Natural-language object grounding data

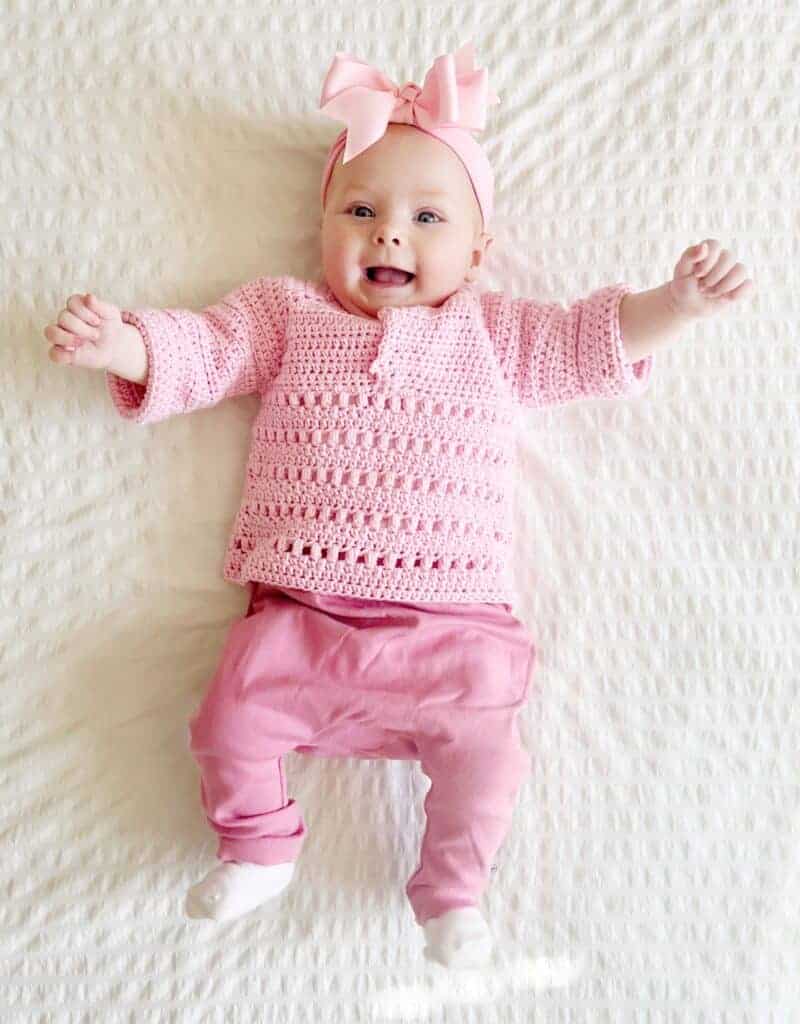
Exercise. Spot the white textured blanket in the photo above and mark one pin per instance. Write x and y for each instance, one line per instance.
(161, 154)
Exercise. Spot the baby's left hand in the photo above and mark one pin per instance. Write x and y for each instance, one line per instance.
(707, 281)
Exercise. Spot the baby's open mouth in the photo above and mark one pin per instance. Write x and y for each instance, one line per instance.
(388, 275)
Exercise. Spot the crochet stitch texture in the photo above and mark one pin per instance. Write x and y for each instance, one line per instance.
(382, 455)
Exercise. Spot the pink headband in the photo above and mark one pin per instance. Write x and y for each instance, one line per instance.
(450, 105)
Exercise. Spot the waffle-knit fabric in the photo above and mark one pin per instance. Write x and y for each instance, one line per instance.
(382, 455)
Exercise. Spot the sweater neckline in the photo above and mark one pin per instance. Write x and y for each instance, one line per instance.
(460, 297)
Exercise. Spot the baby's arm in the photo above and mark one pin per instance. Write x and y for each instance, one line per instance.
(705, 281)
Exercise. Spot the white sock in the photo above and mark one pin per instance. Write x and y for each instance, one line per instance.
(458, 938)
(233, 889)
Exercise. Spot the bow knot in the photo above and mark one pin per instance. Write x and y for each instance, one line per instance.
(455, 93)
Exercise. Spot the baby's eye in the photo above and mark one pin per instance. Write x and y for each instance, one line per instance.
(361, 206)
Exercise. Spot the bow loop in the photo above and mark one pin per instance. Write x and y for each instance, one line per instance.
(455, 93)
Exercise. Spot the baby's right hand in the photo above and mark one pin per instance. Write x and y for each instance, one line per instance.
(86, 333)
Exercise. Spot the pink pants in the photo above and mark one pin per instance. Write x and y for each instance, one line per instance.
(335, 676)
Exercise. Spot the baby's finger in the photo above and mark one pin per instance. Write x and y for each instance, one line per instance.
(78, 306)
(77, 327)
(64, 339)
(688, 261)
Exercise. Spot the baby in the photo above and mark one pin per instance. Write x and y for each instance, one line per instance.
(375, 524)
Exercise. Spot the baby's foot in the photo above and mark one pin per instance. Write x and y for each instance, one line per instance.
(458, 938)
(233, 889)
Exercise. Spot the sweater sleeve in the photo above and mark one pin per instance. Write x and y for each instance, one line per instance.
(550, 354)
(196, 359)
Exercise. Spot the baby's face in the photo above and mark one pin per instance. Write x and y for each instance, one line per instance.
(406, 202)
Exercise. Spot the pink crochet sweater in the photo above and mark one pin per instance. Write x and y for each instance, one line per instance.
(381, 461)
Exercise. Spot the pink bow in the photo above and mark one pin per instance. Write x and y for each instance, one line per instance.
(455, 94)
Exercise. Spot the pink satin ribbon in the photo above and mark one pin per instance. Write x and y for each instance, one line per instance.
(455, 94)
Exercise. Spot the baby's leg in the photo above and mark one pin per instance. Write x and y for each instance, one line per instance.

Task
When you reproduce the entries above, keep every word exactly and leave out each picture.

Exercise response
Exercise. Spot the white textured blanket in the photo above and mark one pin per instance. Write x and y for each instance, one line per instance.
(161, 154)
Exercise. Spot the baby's left hand in the photo above and mark one pin per instance. Write x and y for each instance, one line per instance.
(707, 281)
Exercise. Spot the baby's open mouth in the photo above and mark one pin per instance. Write x and y for each instance, one line per instance.
(388, 275)
Exercise. Spot the crochet stitch texture in the photo above and mark one pin per instance. Write x and y for each instance, one line per instance.
(382, 455)
Exercise. Spot the pink headband in the photo above and mark one pin per instance. Write x and y for each instance, one line per instance.
(450, 105)
Exercise. Spot the waffle-knit fabric in the photo above and mark one pin per instance. Write x and y for each instance, one line per instance.
(382, 455)
Exercise. Spot the sweater neckline in the photo above and mark one pin per instance. Write x and y for each instance, one line per instance.
(460, 297)
Exercise. Spot the baby's arm in the photo above and mark one pin per instance. Write x and y for each instance, one line per instance.
(705, 281)
Exercise. Spot the white sock in the photo above and mark one pin per instance. Write x and y for each instance, one line per instance.
(458, 938)
(233, 889)
Exercise. Spot the bow knot in the photo above and mark one pin per instance. Write x and y for each instance, one line per instance.
(455, 93)
Exercise. Spot the baby's eye in the photo above and mark one pin per instance. Write x and y for each instance, one line per instance.
(361, 206)
Exercise. Spot the bow loop in the photo above and mark one pin per instance. Write x and y for each instance, one line per instance.
(455, 93)
Exercise. Spot the baby's right hand in the photo above and mark one pin per instance. Write x and y for each instance, one line per instance.
(86, 333)
Exercise. Spot the pink pants in the photo above and mark one pin per instance. Write x and y for each instance, one line per instance.
(335, 676)
Exercise. Spot the baby's finger in the photo above and mark one pin per instance. Write x and y for each instance, one line per instance.
(78, 306)
(77, 327)
(64, 339)
(688, 261)
Exercise. Spot the baby in the photo above and mark one pin per instance. Write x and y for each instance, one line per instance.
(375, 524)
Exercise. Spot the baby's foot in the photo above and mark one pin per instance. Write x and y for each instance, one line per instance.
(458, 938)
(233, 889)
Exercise. Spot the sweater sleeve in the photo above and mark one pin per instance. Write x and y for each instance, one line per instance.
(550, 354)
(196, 359)
Exercise. Spot the baby's face in the photo above and mark one pin per instance. Write x and y for each instance, one line per instance.
(406, 202)
Exercise. Spot the pink crochet sweater in the photo above and mark one pin per instance. Write x and y for each instance, one line per instance.
(381, 461)
Exercise. Spot the pink bow in the photo above and mark one pin per instance. Write x and y for each instance, one line per instance.
(455, 94)
Exercise. Spot the pink satin ribbon in the photo above and mark one pin per instance. Write x and y for each instance, one line per instance.
(455, 94)
Exercise. Spot the baby's leg in the photo above and mark one pin per instance. Write x and y for each instance, one line per instance.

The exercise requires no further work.